==== Passage provided
AETHELNOTH (d. 1038), archbishop of Canterbury, known also as EGELNODUS or EDNODUS, was a son of the ealdorman AEthelmaer, and a member of the royal family of Wessex. He became a monk at Glastonbury, then dean of the monastery of Christ Church, Canterbury, and chaplain to King Canute, and on the 13th of November 1020 was consecrated archbishop of Canterbury. In 1022 he went to Rome to obtain the pallium, and was received with great respect by Pope Benedict VIII. Returning from Rome he purchased at Pavia a relic said to be an arm of St Augustine of Hippo, for a hundred talents of silver and one of gold, and presented it to the abbey of Coventry. He appears to have exercised considerable influence over Canute, largely by whose aid he restored his cathedral at Canterbury. A story of doubtful authenticity tells how he refused to crown King Harold I., as he had promised Canute to crown none but a son of the king by his wife, Emma. AEthelnoth, who was called the ``Good,'' died on the 29th of October 1038, and his name appears in the lists of saints.
AETHELRED, king of Mercia, succeeded his brother Wulfhere in A.D. 675. In 676 he ravaged Kent with fire and sword, destroying the monasteries and churches and taking Rochester. AEthelred married Osthryth, the sister of Ecgfrith, king of Northumbria, but in spite of this connexion a quarrel arose between the two kings, presumably over the possession of the province of Lindsey, which Ecgfrith had won back at the close of the reign of Wulfhere. In a battle on the banks of the Trent in 679, the king of Mercia was victorious and regained the province. AElfwine, the brother of Ecgfrith, was slain on this occasion, but at the intervention of Theodore, archbishop of Canterbury, AEthelred agreed to pay a wergild for the Northumbrian prince and so prevented further hostilities. Osthryth was murdered in 697 and AEthelred abdicated in 704, choosing Coenred as his successor. He then became abbot of Bardney, and, according to Eddius, recommended Wilfrid to Coenred on his return from Rome. AEthelred died at Bardney in 716. (See WILFRID.)
========
==== Data supplied
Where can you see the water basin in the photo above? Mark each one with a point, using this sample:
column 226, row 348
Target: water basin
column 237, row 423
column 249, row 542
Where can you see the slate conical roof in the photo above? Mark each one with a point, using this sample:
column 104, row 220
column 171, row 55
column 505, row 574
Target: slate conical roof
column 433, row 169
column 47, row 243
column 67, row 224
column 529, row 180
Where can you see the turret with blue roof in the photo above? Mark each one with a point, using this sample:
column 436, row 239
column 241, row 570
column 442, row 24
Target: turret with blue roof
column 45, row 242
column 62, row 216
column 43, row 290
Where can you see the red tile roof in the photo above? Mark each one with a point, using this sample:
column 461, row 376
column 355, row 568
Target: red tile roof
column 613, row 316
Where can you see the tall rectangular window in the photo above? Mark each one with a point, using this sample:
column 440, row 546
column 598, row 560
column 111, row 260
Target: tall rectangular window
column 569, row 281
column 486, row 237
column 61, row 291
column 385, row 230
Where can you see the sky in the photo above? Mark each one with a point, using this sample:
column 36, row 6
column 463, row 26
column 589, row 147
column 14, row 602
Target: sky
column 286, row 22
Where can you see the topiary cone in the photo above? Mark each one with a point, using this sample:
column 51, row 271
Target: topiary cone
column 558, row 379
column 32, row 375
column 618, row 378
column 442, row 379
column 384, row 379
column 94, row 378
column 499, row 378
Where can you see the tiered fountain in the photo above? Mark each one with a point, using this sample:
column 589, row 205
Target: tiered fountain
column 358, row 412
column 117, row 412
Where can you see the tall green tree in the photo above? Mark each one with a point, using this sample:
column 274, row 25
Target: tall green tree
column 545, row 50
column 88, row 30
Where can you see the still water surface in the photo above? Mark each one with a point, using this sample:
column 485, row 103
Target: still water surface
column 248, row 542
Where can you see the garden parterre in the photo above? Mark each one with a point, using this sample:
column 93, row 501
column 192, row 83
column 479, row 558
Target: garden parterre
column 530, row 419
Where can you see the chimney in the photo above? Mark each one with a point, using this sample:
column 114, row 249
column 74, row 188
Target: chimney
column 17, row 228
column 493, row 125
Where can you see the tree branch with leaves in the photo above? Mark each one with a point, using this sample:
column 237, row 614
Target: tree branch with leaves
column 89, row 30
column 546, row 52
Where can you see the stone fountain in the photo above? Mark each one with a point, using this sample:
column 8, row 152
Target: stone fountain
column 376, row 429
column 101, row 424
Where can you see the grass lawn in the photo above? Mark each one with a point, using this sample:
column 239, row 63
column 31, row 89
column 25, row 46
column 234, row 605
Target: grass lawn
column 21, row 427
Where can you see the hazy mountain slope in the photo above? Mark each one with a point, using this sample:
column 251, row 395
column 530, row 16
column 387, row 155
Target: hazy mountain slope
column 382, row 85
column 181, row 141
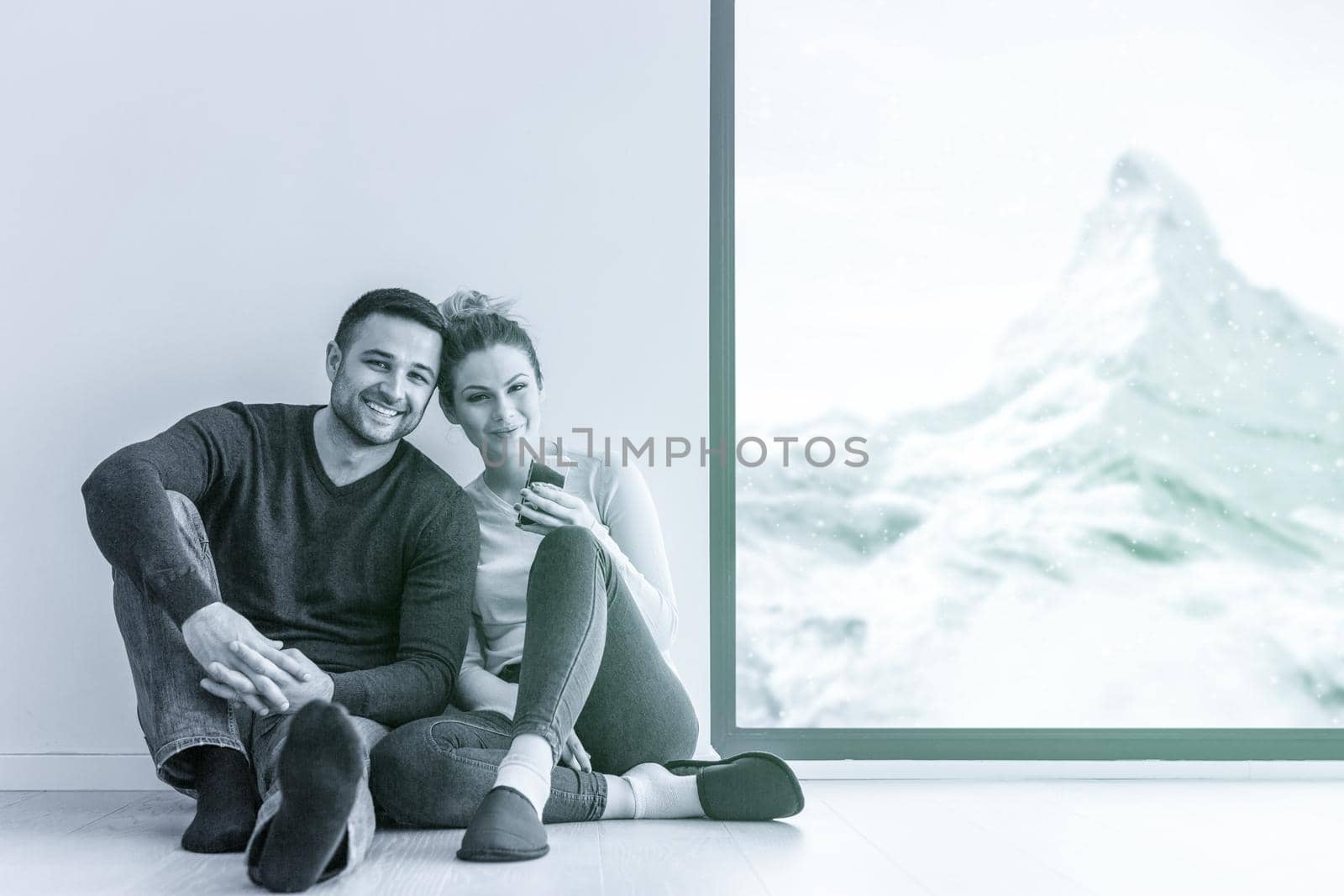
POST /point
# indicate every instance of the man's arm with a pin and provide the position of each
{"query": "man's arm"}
(132, 520)
(436, 616)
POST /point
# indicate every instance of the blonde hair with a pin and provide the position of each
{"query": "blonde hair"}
(474, 322)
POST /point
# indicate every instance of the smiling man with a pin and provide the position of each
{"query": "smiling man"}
(291, 582)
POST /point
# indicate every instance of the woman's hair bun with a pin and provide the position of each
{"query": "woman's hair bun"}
(468, 302)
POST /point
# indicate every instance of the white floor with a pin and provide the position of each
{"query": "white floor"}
(855, 837)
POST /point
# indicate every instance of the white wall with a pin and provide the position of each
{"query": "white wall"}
(192, 194)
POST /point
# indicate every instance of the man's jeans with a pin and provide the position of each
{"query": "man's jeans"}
(176, 712)
(589, 664)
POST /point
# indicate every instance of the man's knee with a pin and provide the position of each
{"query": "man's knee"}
(417, 779)
(568, 540)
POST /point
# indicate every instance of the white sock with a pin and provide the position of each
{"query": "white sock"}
(528, 768)
(660, 794)
(620, 799)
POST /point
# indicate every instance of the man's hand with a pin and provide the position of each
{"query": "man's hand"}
(296, 689)
(208, 634)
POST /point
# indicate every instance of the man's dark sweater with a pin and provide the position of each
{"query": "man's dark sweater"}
(373, 580)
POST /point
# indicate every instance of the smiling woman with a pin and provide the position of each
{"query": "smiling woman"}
(566, 658)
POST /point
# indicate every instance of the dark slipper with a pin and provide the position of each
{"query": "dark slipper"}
(504, 829)
(752, 786)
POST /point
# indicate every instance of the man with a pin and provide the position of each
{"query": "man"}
(291, 582)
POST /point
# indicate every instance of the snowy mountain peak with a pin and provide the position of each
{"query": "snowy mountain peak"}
(1146, 188)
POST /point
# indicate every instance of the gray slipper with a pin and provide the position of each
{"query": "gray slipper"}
(752, 786)
(504, 829)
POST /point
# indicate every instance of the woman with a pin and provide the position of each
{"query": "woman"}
(568, 653)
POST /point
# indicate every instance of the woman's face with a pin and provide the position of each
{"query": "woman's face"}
(496, 402)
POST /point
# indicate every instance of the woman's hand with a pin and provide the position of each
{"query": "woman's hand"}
(553, 508)
(575, 755)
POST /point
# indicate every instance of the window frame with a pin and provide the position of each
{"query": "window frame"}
(884, 743)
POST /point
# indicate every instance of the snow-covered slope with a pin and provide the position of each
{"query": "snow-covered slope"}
(1137, 521)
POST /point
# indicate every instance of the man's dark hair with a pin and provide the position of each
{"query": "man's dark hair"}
(396, 302)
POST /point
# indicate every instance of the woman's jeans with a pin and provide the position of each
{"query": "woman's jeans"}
(178, 714)
(589, 664)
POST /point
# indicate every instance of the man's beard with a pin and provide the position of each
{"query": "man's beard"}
(349, 407)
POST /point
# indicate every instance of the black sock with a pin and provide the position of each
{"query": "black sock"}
(226, 801)
(320, 768)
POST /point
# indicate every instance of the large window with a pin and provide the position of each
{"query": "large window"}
(1068, 273)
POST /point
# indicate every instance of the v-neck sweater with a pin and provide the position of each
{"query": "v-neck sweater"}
(371, 579)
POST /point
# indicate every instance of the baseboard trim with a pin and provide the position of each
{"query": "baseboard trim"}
(134, 772)
(78, 772)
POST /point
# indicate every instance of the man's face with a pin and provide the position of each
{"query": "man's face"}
(385, 378)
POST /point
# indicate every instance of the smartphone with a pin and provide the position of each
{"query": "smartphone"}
(538, 473)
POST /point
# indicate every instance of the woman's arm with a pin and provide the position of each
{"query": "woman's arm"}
(477, 687)
(631, 532)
========
- _Problem to solve_:
Say whether each statement agrees with the text on Aethelnoth and Aethelred above: (a) Aethelnoth was consecrated archbishop of Canterbury in 1020; (b) Aethelnoth gave the relic he bought at Pavia to the abbey of Glastonbury; (c) Aethelred died at Bardney. For each, answer yes or no and quote the words from the text that settle it.

- _Solution for this problem_:
(a) Yes: "on the 13th of November 1020 was consecrated archbishop of Canterbury"
(b) No: "presented it to the abbey of Coventry"
(c) Yes: "AEthelred died at Bardney in 716."